==== Fragmento citado
En el plano de la diversidad cultural ocurren fenómenos parecidos. La homogeneización toma cuerpo a través dominio del pensamiento único, la eliminación progresiva de la alteridad cultural y su sustitución por una megacultura, única, dominante, que expresa fundamentalmente los valores estereotipados de la cultura de masas norteamericana (García Canclini, 1999; Mosonyi, 1995, 2000): lo que algunos han llamado la macdonalización de la cultura. Este fenómeno implica la expansión y desterritorialización de las industrias culturales, la concentración y privatización de los medios de comunicación, la expansión y homogeneización de las redes de información y el debilitamiento del sentido de lo público y lo privado.
Para afianzar el poderío del capital no sólo sobre el plano económico y material de las sociedades, sino también sobre su espiritualidad, la globalización refuerza la conformación de patrones de conducta, simbólico-culturales y de valoración donde predominan de manera creciente los intereses y valores de las grandes empresas multinacionales. Esto se oculta bajo la apariencia de una nueva construcción de símbolos y valores multicultural y diversa, sin negar, obviamente, que dicha diversidad cultural debe subordinarse totalmente al mandato soberano del mercado.
========
==== Datos proporcionados
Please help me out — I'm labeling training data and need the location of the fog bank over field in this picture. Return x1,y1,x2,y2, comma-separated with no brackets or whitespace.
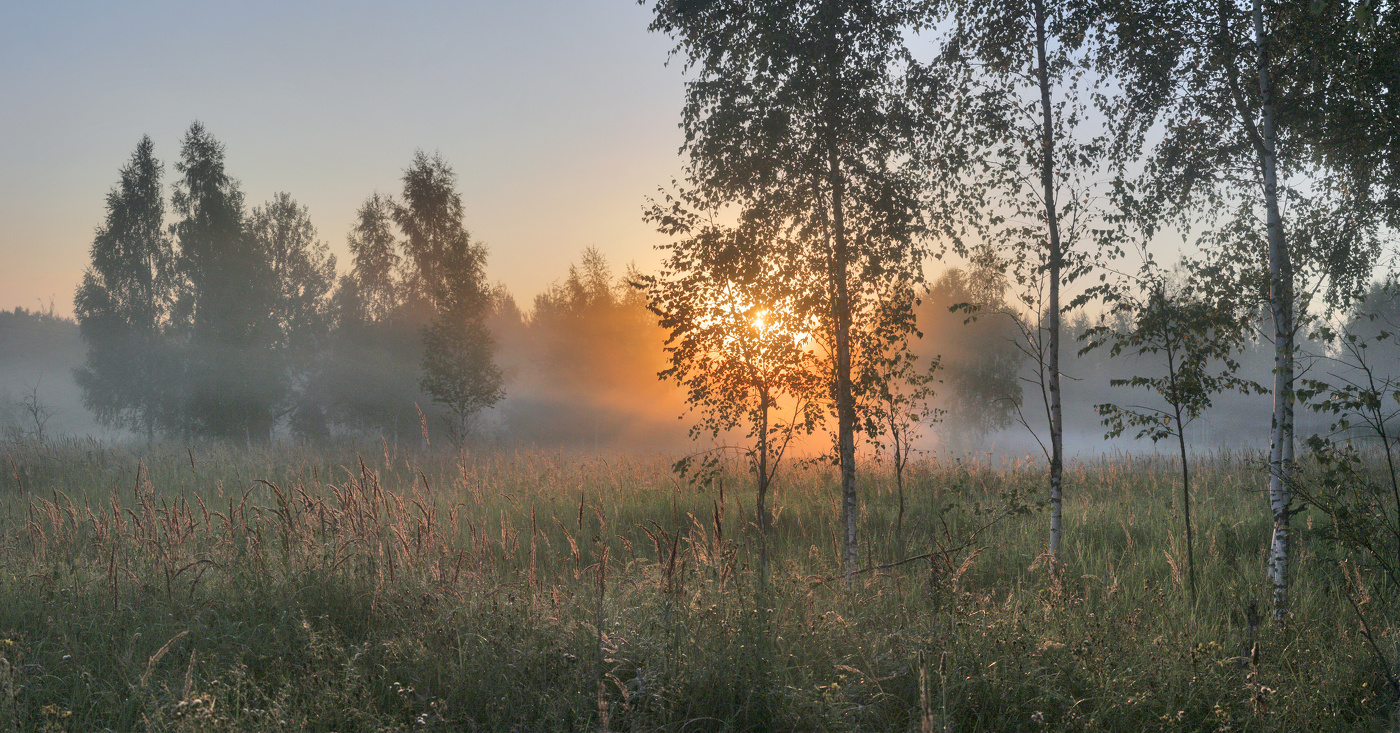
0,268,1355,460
========
==== Datos proporcionados
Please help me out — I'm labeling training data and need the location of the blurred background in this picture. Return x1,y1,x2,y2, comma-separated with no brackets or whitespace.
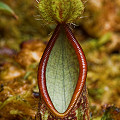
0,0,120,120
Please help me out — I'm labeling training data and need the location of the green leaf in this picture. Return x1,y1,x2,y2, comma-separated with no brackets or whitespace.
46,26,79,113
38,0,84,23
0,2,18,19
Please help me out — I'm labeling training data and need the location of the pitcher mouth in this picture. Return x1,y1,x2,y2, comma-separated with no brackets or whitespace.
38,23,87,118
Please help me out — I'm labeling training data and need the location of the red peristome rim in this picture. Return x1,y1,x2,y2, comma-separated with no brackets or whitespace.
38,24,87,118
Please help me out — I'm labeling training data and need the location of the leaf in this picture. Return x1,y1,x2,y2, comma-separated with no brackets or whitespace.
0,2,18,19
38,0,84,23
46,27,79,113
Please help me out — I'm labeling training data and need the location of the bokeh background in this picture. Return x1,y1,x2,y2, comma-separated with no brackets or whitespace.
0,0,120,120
========
Cambia "empresas multinacionales" por "corporaciones transnacionales" en el fragmento sobre globalización y diversidad cultural y vuelve a escribir el tramo que comienza en las palabras "Para afianzar el" y termina después de "soberano del mercado.".

Para afianzar el poderío del capital no sólo sobre el plano económico y material de las sociedades, sino también sobre su espiritualidad, la globalización refuerza la conformación de patrones de conducta, simbólico-culturales y de valoración donde predominan de manera creciente los intereses y valores de las grandes corporaciones transnacionales. Esto se oculta bajo la apariencia de una nueva construcción de símbolos y valores multicultural y diversa, sin negar, obviamente, que dicha diversidad cultural debe subordinarse totalmente al mandato soberano del mercado.